━━━━━ Source excerpt ━━━━━

Hell, I been burnin for 40 years and I am still figuring it out......and loving every minute of it!! ;-P
Oh, Love the "Spliter- me and excedrin " in the signature.  When you get my age, you will add a 22 ton hydraulic splitter whether you like it or not  :snake:


----------



## firefighterjake (Dec 12, 2011)

agartner said:
			
		

> smmm said:
> 
> 
> 
> ...



Who you calling an "old timer" . . . and there is no debate . . . splitting horizontally is the correct and best way to split wood with a hydraulic splitter. 

But yeah . . . this is one of the most friendly sites to both newbies and veterans alike . . . and of course Dennis and I are good friends -- the fact is I tend to agree with about 99% of what he says and does.


----------



## Dakotas Dad (Dec 12, 2011)

I am glad my stove manufacturer gives me an actual number to shoot for..

I am pretty sure that by the time I get that rock glowing and flowing, "an overfire" has in fact, occurred.

As a side note, about 15 years ago my parents had a large 440v 3 phase kiln "run away" on them. when they realized it, the cover was actually floating above the chamber a bit.. It melted the ceramic trays inside, that they place the objects on to be fired.. all was "slag" in the bottom when it cooled, which took two and a half  days. My dad now jokes that besides him and God, he knows no one who has made his own lava.


----------

━━━━━ Listed entries ━━━━━

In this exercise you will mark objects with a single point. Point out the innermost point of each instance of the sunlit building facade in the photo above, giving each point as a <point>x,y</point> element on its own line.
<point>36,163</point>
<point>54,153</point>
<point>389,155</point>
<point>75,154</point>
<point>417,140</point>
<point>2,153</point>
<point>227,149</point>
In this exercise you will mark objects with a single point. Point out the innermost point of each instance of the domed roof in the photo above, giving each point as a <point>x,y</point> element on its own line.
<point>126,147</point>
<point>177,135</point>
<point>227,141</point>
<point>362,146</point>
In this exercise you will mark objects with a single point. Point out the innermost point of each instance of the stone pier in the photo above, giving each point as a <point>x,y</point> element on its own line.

━━━━━

Directions:
- 1) Could you repeat the forum thread word for word, starting at "But yeah . ." and ending at "says and does."?
- 2) In three sentences, how would you summarize the forum thread?

Outputs in order:
- 1)
But yeah . . . this is one of the most friendly sites to both newbies and veterans alike . . . and of course Dennis and I are good friends -- the fact is I tend to agree with about 99% of what he says and does.

- 2) One poster says that after 40 years of burning they are still figuring it out and loving it, and jokes that age brings a 22-ton hydraulic splitter. firefighterjake insists that splitting horizontally is the correct and best way to use a hydraulic splitter and calls the site friendly to newbies and veterans alike. Dakotas Dad is glad the stove manufacturer gives an actual number to shoot for, and recalls that about 15 years ago a kiln belonging to the poster's parents ran away and melted the ceramic trays inside into slag.